On three remarkable biological facts

On three remarkable biological facts August 31, 2019

 

The Glass Knifefish
The glass knife fish (Eigenmannia lineata) of Panama and South America

 

From Thomas Dubay, The Evidential Power of Beauty: Science and Theology Meet (San Francisco: Ignatius Press, 1999), 32-33.

 

1.

 

The South American “glass knifefish” has been called “basically a computer with fins.”

 

Why?

 

It uses a kind of biological technology, something like radar, to navigate the rivers and streams in which it lives.  Gary Rose and Walter Heiligenberg, who have studied the glass knifefish, explain that “signals bouncing off an object are received by specialized cells all over the fish’s body.  Its brain then computes the object’s location much as our brains locate a noise by clocking the arrival of sound waves at our ears.  But while our brain can distinguish two sound waves reaching our left and right ears only 15 millionths of a second apart,” the glass knifefish can detect electrical impulses just 400 billionths of a second apart.  So, how do these fish do it?  “Parallel processing, the soul of the supercomputer.”

 

2.

□ □ □ □

Proceed with the passage on three remarkable biological facts, continuing from where it stops.

Data for analysis:
□ □ □ □

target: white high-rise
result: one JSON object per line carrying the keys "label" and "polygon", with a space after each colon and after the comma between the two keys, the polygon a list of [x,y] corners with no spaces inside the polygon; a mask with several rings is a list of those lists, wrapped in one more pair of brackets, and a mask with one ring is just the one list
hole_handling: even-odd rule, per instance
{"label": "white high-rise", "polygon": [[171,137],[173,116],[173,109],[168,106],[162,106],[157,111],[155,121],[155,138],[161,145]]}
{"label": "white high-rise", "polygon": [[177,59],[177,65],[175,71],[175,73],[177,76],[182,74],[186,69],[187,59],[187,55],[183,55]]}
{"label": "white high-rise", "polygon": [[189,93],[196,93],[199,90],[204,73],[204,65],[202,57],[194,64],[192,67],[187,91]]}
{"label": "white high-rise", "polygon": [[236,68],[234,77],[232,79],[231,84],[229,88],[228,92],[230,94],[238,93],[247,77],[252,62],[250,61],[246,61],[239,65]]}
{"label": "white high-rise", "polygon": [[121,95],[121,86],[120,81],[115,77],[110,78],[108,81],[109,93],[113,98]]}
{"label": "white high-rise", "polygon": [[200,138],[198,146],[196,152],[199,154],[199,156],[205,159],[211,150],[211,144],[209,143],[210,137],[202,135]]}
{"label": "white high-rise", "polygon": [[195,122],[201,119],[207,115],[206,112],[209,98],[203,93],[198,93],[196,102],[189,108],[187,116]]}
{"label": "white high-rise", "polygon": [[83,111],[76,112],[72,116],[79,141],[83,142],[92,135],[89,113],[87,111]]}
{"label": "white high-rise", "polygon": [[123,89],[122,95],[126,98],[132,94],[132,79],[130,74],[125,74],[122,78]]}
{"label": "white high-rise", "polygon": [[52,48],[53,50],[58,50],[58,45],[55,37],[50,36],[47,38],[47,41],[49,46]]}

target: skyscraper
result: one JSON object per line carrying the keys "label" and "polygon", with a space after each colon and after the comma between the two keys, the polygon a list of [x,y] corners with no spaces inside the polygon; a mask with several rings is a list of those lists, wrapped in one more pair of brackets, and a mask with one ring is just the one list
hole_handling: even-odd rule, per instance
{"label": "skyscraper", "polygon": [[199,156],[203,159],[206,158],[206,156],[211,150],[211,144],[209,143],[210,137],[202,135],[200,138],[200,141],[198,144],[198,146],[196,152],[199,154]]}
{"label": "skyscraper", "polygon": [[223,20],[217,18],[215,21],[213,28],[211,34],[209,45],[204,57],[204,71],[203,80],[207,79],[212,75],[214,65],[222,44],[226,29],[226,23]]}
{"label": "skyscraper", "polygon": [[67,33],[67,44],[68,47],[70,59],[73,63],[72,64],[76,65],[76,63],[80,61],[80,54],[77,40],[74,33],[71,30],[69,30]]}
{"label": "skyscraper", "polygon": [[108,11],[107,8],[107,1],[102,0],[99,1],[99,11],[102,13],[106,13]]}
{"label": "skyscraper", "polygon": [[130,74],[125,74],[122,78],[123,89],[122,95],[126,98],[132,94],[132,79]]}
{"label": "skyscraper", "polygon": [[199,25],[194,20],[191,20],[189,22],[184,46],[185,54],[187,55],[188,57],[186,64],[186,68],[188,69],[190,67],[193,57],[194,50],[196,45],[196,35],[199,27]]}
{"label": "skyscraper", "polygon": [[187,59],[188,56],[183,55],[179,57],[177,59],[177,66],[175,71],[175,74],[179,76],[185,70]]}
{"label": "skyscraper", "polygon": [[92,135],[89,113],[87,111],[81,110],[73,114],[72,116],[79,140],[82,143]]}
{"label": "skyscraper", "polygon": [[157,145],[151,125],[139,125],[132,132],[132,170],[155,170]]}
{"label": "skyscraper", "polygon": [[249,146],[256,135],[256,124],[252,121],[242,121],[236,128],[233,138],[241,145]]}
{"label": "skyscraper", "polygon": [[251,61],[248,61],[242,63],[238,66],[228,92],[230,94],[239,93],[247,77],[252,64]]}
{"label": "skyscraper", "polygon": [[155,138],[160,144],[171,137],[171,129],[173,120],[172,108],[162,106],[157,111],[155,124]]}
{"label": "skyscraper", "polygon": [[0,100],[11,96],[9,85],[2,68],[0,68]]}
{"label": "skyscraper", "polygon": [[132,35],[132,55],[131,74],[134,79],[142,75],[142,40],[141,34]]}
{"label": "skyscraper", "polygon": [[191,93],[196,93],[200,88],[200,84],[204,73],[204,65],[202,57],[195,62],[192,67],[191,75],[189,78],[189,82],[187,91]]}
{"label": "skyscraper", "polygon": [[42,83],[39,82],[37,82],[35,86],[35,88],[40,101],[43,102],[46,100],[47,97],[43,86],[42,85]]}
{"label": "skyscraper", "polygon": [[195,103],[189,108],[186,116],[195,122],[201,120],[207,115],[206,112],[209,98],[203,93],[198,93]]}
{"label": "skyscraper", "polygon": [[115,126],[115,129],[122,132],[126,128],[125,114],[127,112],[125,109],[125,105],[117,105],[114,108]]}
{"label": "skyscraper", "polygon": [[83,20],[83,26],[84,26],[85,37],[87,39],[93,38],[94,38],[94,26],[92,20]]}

□ □ □ □

Reply:
“Everything about a bird is elegant almost beyond belief:  the pneumatic skeleton, extremely light with its air-filled hollows and yet extraordinarily strong; air sacs throughout the body, which provide air circulation that cools the bird like a radiator; the enormous expenditure of energy needed to sustain the hyperactivity of flight, which in turn demands not only the highly efficient cooling system but also an immense consumption of food for fuel; the intricate design of feathers and wings of diverse types for differing functions; the marvelous motions of wings so ingenious that engineers study them to learn how to solve problems in designing aircraft that can ascend, descend, take off, and land, moving from left to right and right to left.  While jet planes need runways of two or more miles in order to take off and land, this flying phenomenon can land successfully on a twig one-quarter of an inch in diameter.  On a single twig many birds can jump and turn 180 degrees in a split second, an amazing accomplishment.”

 

3.

 

“The green sea turtle makes the 1,300-mile swimming trip from Brazil to a stretch of beach on Ascension Island where it was born, lays its eggs, and then after a few hours begins the return journey back to South America.  In two months the newly hatched young themselves begin their own long trip to Brazil — and then return sometime between eight and thirty-five years later to their birthplaces.  Not only are these feats of endurance to be admired, but the navigational skills in a featureless ocean are nothing less than awesome.  Zoologist Archie Carr of the University of Florida remarks that ‘esthetically, it is irresistible.'”

 

It seems impossible not to be impressed, even astonished, by such things.